-- START TASK DATA --

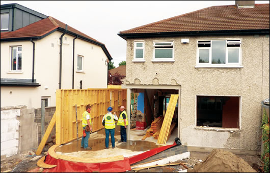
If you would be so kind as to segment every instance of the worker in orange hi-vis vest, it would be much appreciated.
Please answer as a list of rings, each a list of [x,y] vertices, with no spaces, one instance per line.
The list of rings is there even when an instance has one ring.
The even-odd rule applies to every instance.
[[[91,106],[88,104],[86,106],[86,111],[83,113],[83,120],[82,124],[84,128],[84,134],[82,137],[82,143],[80,148],[86,150],[92,150],[91,147],[88,147],[88,139],[90,135],[90,132],[92,131],[91,124],[91,119],[90,111],[92,109]]]

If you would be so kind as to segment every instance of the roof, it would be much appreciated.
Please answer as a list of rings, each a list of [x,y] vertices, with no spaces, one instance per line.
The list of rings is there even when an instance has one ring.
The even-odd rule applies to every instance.
[[[236,5],[212,6],[120,32],[139,33],[268,30],[269,4],[253,8]]]
[[[126,76],[126,66],[125,65],[120,66],[119,67],[117,68],[115,68],[114,69],[110,70],[109,73],[110,73],[112,76],[116,76],[116,74],[119,74],[119,75],[117,75],[117,76]]]
[[[65,27],[65,23],[52,17],[49,16],[15,31],[1,33],[1,41],[27,40],[31,38],[40,39],[57,30],[64,32]],[[79,38],[100,46],[108,59],[110,60],[113,59],[105,45],[102,43],[69,25],[67,27],[67,31],[68,34],[74,36],[78,35]]]
[[[11,9],[13,8],[16,8],[17,9],[26,11],[28,13],[29,13],[30,14],[32,14],[34,15],[35,15],[36,16],[38,16],[39,17],[40,17],[43,19],[48,17],[47,16],[45,15],[44,15],[42,13],[38,12],[37,11],[36,11],[32,9],[30,9],[30,8],[28,8],[27,7],[25,7],[23,6],[18,4],[17,3],[3,4],[1,5],[1,10],[9,9]]]

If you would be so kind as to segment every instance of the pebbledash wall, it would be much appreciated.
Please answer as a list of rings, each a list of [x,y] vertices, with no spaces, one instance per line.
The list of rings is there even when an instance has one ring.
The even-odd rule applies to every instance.
[[[181,39],[190,39],[181,44]],[[197,39],[241,38],[242,68],[195,68]],[[153,41],[174,40],[174,62],[153,62]],[[134,40],[145,42],[145,62],[132,62]],[[181,86],[180,138],[187,146],[260,151],[262,100],[269,97],[269,35],[127,39],[126,84]],[[196,96],[238,96],[240,128],[196,126]]]

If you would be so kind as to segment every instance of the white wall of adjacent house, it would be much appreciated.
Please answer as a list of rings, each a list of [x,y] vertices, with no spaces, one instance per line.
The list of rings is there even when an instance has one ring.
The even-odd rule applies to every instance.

-- END TASK DATA --

▸ YOUR GOAL: Copy the lines above word for word, omitting the pictures.

▸ WORKED SOLUTION:
If you would be so kind as to segment every instance of the worker in orange hi-vis vest, it would be much appreciated.
Please answer as a list of rings, each a list of [x,y] vertices, with no spaces, one instance per line.
The list of rings is there even when an instance has one ring.
The even-odd rule applies to every instance.
[[[91,106],[88,104],[86,106],[86,111],[83,113],[83,120],[82,124],[84,128],[84,134],[82,137],[82,143],[80,148],[86,150],[92,150],[91,147],[88,147],[88,139],[90,135],[90,132],[92,131],[91,124],[91,119],[90,111],[92,109]]]

If you would be so kind as to segment every instance of the roof, it would be much appreciated.
Please answer as a list of rings, each a list of [x,y] vertices, with no spaces, one instance per line.
The list of rings is there even when an instance has one ring.
The even-odd rule applies to every instance.
[[[236,5],[212,6],[120,32],[139,33],[268,30],[269,4],[253,8]]]
[[[126,76],[126,66],[125,65],[120,66],[119,67],[117,68],[115,68],[114,69],[110,70],[109,73],[110,73],[112,76],[116,76],[116,74],[119,74],[119,75],[117,75],[117,76]]]
[[[65,27],[65,23],[52,17],[49,16],[15,31],[1,33],[1,41],[27,40],[31,38],[40,39],[57,30],[64,32]],[[79,38],[100,46],[108,59],[110,60],[113,59],[105,45],[102,43],[69,25],[67,27],[67,31],[68,34],[74,36],[78,35]]]
[[[11,9],[13,8],[16,8],[17,9],[26,11],[28,13],[29,13],[30,14],[32,14],[34,15],[35,15],[36,16],[38,16],[39,17],[40,17],[43,19],[48,17],[47,16],[45,15],[44,15],[42,13],[38,12],[37,11],[36,11],[32,9],[30,9],[30,8],[28,8],[27,7],[25,7],[23,6],[18,4],[17,3],[3,4],[1,5],[1,10],[9,9]]]

If you would be so kind as to segment every instance of the pebbledash wall, it would be much appreciated.
Please answer as a list of rings, each a list of [x,y] vertices, with no spaces, one instance per line.
The list of rings is there even when an instance has one ring.
The even-odd rule applies to every instance.
[[[181,39],[190,39],[181,44]],[[197,39],[241,38],[242,68],[195,68]],[[153,41],[174,40],[174,62],[153,62]],[[134,40],[145,42],[145,62],[132,62]],[[181,86],[180,138],[187,146],[260,151],[262,100],[269,97],[269,35],[127,39],[126,84]],[[196,96],[238,96],[240,128],[196,126]]]

If you would be so kind as to segment every instance of the white wall of adjacent house, it would be much appreciated.
Please answer as a list of rings, each a list of [x,y] vertices, with no spaces, one instance per line.
The list of rings is there even when an instance has one ring.
The even-odd rule applies to every instance.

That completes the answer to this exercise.